China has defied predictions of the “autocratic fallacy,” which suggests that authoritarian governments cannot ensure indefinite increases of public goods without increasing their level of democratic accountability and openness, says a new analysis.
But new challenges to the “China model” may yet disrupt this path, according to the latest special issue of Global Policy, devoted to the latest Berggruen Governance Index. The journal analyzes the Index’s findings on three dimensions of governance: state capacity, democratic accountability, and public goods provision, alongside an updated interactive website for the Index.
“In a time of increasingly volatile uncertainty for international politics and democracy, the Berggruen Governance Index provides crucial grounding for discourse and opinion,” said Helmut Anheier, Principal Investigator and Adjunct Professor at UCLA. These statistical indicators “can help us navigate the uneasy direction of liberal democracy, a multipolar balance of power, and heightened regional conflict,” he adds.

[Object position labeling entries]
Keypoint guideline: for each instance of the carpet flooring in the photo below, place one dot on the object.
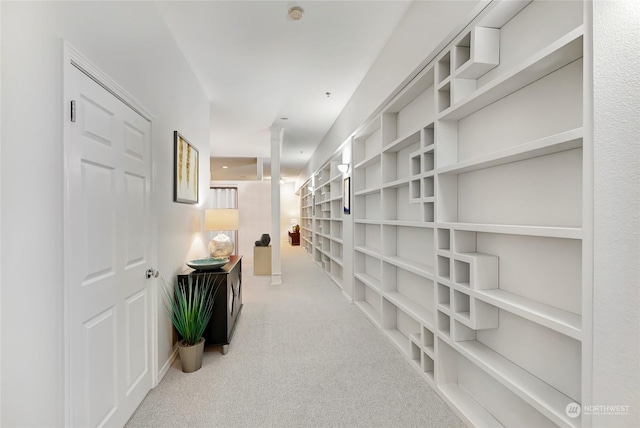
(301, 356)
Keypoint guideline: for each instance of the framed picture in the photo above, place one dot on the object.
(185, 171)
(346, 195)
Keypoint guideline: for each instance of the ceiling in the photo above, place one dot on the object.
(260, 68)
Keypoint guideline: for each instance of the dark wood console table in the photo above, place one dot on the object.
(227, 304)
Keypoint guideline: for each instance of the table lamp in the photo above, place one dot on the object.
(220, 219)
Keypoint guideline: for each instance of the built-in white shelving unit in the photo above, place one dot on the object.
(322, 229)
(468, 217)
(471, 226)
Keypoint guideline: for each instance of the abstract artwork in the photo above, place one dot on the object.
(185, 171)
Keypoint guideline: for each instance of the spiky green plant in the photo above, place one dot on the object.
(191, 305)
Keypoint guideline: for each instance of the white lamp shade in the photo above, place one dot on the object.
(221, 219)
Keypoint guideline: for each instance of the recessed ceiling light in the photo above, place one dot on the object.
(296, 13)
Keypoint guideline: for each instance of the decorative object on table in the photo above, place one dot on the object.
(190, 308)
(185, 170)
(207, 264)
(264, 241)
(221, 219)
(346, 195)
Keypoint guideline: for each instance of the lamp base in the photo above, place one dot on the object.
(221, 246)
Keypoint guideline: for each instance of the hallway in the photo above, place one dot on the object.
(301, 356)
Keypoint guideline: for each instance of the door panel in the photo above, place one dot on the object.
(107, 152)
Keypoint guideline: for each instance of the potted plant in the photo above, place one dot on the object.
(190, 308)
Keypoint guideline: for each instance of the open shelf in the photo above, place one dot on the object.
(564, 51)
(544, 398)
(545, 231)
(403, 142)
(410, 265)
(416, 311)
(369, 281)
(400, 340)
(367, 191)
(544, 146)
(375, 158)
(556, 319)
(469, 407)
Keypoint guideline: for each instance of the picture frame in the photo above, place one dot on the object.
(185, 170)
(346, 195)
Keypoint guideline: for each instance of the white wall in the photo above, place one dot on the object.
(422, 33)
(254, 208)
(616, 291)
(289, 208)
(130, 43)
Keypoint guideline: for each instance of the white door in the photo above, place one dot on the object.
(108, 250)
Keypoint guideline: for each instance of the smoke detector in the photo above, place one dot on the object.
(296, 13)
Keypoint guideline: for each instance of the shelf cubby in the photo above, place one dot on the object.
(444, 239)
(444, 267)
(368, 207)
(428, 341)
(398, 326)
(368, 299)
(443, 68)
(444, 324)
(477, 52)
(397, 204)
(444, 297)
(444, 97)
(368, 143)
(549, 59)
(461, 332)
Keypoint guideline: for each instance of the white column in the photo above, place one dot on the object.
(276, 147)
(260, 169)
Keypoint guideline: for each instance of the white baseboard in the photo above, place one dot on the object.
(165, 368)
(346, 296)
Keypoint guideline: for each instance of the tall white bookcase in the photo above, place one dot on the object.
(321, 211)
(471, 219)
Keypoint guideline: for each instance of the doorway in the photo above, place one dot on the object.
(110, 311)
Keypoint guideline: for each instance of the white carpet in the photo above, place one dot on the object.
(301, 356)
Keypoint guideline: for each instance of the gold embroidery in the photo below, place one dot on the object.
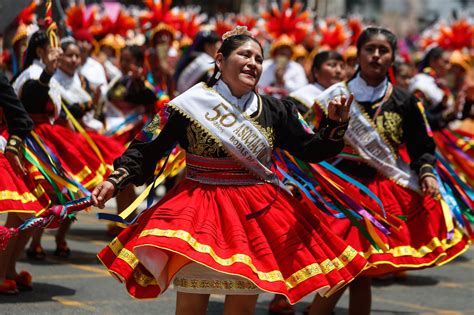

Required work:
**1)** In the article on the Berggruen Governance Index, reproduce the passage from "China has defied" up to and including "for the Index.".
**2)** Name the dimensions of governance that the article on the Berggruen Governance Index says the journal analyzes.
**3)** Continue the article on the Berggruen Governance Index from its last sentence.

Per-task answers:
**1)**
China has defied predictions of the “autocratic fallacy,” which suggests that authoritarian governments cannot ensure indefinite increases of public goods without increasing their level of democratic accountability and openness, says a new analysis.
But new challenges to the “China model” may yet disrupt this path, according to the latest special issue of Global Policy, devoted to the latest Berggruen Governance Index. The journal analyzes the Index’s findings on three dimensions of governance: state capacity, democratic accountability, and public goods provision, alongside an updated interactive website for the Index.

**2)** State capacity, democratic accountability, and public goods provision.

**3)**
China’s democratic accountability is unlikely to increase in the near future, writes Hertie School analyst Yuqing Yang. However, whether China can improve public goods provision and state capacity will depend on several factors, including indigenous innovation, the development of the digital and green economy, and the introduction of a property tax to improve revenue structures of local governments.
Most fundamentally, with increasing global challenges followed by the Russo-Ukrainian War and possible de-globalization, China needs to preserve the two bottom lines (di xian) it set for itself: to guarantee food security and to avoid returning to large-scale poverty, she adds.
Ukraine has alternated between authoritarian and democratic development patterns, analyst Christian Fröhlich contends. However, Russia’s invasion has contributed to uniting and consolidating Ukrainian society and politics and could considerably push the nation-building process forward.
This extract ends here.